TASK STATEMENT ▸ Summarize the checklist on design component states in two sentences.

ARTICLE ▸
+++
Checking the State of Your States

If applicable, make sure your design component accounts for all these states. This is basically copied from the Nine States of Design Medium article. 😛

  • Initial state: What happens before your component does anything? Maybe it’s the first time a user sees it. Maybe it’s not activated yet. Essentially, the component exists but hasn’t started.
  • Loading state: Have you accounted for when a user will be waiting for something to happen? What does that look like?
  • Empty state: Your component has initialized, but it’s empty. No data. No Items. Now may be a good time to get the user to act (“Do this thing!”), or to reward them (“Good job, everything is taken care of”).
  • One state: You have some data. On an input, this may be after the first keystroke. In a list, it might be when you have one item (or one left).
  • Some data state: This is usually what you think of first. What is the ideal state for this component? Your data is loaded, you have input, and the user is familiar with it.
  • Too much data state: Woah there! The user has overdone it in some way. Too many results (maybe you paginate them now), too many characters (maybe ellipses?), and so on.
  • Incorrect state: Something is not right about the component. An error has occurred.
  • Correct state: The input is valid, everything is ready to go. Give the user positive feedback.
  • Done state: Again, give the user positive feedback that the action they just wanted to take has been completed and they’re good to go.
+++
PROVIDED MATERIAL ▸
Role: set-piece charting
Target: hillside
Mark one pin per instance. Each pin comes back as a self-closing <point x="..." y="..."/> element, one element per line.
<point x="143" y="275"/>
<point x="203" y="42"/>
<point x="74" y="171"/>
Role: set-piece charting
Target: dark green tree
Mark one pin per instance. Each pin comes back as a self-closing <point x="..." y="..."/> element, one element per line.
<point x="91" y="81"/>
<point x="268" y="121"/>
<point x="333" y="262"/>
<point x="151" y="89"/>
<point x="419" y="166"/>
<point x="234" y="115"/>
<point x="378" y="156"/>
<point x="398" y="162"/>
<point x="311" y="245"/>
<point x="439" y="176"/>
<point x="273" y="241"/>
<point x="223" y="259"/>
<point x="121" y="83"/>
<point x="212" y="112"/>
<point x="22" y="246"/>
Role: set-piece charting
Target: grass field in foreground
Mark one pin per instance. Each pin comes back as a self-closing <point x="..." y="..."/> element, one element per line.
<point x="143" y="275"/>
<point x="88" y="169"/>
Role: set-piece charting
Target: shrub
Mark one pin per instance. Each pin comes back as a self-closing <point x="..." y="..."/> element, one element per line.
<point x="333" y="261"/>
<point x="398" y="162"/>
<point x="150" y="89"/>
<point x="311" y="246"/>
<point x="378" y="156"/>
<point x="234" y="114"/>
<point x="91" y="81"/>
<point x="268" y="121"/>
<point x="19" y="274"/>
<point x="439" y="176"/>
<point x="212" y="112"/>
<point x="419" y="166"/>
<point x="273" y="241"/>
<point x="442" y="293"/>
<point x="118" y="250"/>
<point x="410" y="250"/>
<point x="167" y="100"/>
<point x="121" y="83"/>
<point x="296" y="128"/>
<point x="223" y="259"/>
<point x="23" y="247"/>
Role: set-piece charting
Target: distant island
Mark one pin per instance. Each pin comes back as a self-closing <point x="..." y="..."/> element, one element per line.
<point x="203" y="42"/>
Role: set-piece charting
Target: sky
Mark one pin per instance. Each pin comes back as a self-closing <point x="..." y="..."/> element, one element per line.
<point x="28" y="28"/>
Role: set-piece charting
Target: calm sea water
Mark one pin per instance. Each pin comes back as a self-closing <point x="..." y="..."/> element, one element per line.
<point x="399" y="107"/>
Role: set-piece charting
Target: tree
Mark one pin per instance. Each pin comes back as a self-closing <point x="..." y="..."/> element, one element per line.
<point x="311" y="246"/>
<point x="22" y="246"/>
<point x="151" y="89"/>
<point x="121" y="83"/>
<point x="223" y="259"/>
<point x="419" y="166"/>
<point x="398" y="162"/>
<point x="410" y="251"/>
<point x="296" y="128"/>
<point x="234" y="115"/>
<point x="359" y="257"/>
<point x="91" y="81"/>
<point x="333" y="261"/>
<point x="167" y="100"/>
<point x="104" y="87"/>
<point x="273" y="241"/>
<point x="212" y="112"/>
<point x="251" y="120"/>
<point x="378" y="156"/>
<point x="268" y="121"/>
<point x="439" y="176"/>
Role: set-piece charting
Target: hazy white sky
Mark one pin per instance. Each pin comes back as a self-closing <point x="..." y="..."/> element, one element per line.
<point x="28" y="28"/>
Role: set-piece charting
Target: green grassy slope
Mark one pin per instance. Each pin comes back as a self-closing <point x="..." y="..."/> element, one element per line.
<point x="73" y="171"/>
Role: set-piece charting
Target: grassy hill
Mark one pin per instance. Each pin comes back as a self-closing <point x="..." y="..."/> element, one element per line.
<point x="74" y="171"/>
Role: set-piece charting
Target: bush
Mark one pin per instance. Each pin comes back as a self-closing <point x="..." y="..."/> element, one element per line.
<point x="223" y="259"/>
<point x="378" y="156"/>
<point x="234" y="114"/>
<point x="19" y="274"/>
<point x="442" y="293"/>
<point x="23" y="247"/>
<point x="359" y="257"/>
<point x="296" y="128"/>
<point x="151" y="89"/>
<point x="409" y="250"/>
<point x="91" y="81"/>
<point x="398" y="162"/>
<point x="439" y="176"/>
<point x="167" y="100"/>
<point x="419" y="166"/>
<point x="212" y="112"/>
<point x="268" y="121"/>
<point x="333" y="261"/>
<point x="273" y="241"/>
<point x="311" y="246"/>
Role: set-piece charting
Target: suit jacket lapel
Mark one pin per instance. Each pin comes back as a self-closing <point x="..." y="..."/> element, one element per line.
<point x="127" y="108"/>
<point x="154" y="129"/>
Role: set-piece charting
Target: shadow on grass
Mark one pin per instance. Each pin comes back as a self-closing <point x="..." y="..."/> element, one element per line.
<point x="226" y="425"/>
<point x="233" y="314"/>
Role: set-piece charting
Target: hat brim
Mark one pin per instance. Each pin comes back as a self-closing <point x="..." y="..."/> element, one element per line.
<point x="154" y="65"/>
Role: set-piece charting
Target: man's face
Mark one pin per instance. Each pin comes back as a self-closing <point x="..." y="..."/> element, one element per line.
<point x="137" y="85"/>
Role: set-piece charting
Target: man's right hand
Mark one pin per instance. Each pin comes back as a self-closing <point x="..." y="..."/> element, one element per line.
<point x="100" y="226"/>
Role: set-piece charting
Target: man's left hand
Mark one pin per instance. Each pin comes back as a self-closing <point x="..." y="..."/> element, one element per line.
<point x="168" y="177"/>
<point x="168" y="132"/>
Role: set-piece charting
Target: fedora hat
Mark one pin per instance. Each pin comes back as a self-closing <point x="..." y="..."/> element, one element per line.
+++
CORRECT RESPONSE ▸ The checklist tells designers to make sure their component accounts for every applicable state, and it is largely copied from the Nine States of Design Medium article. Those states are initial, loading, empty, one, some data, too much data, incorrect, correct, and done, with the last two calling for positive feedback to the user.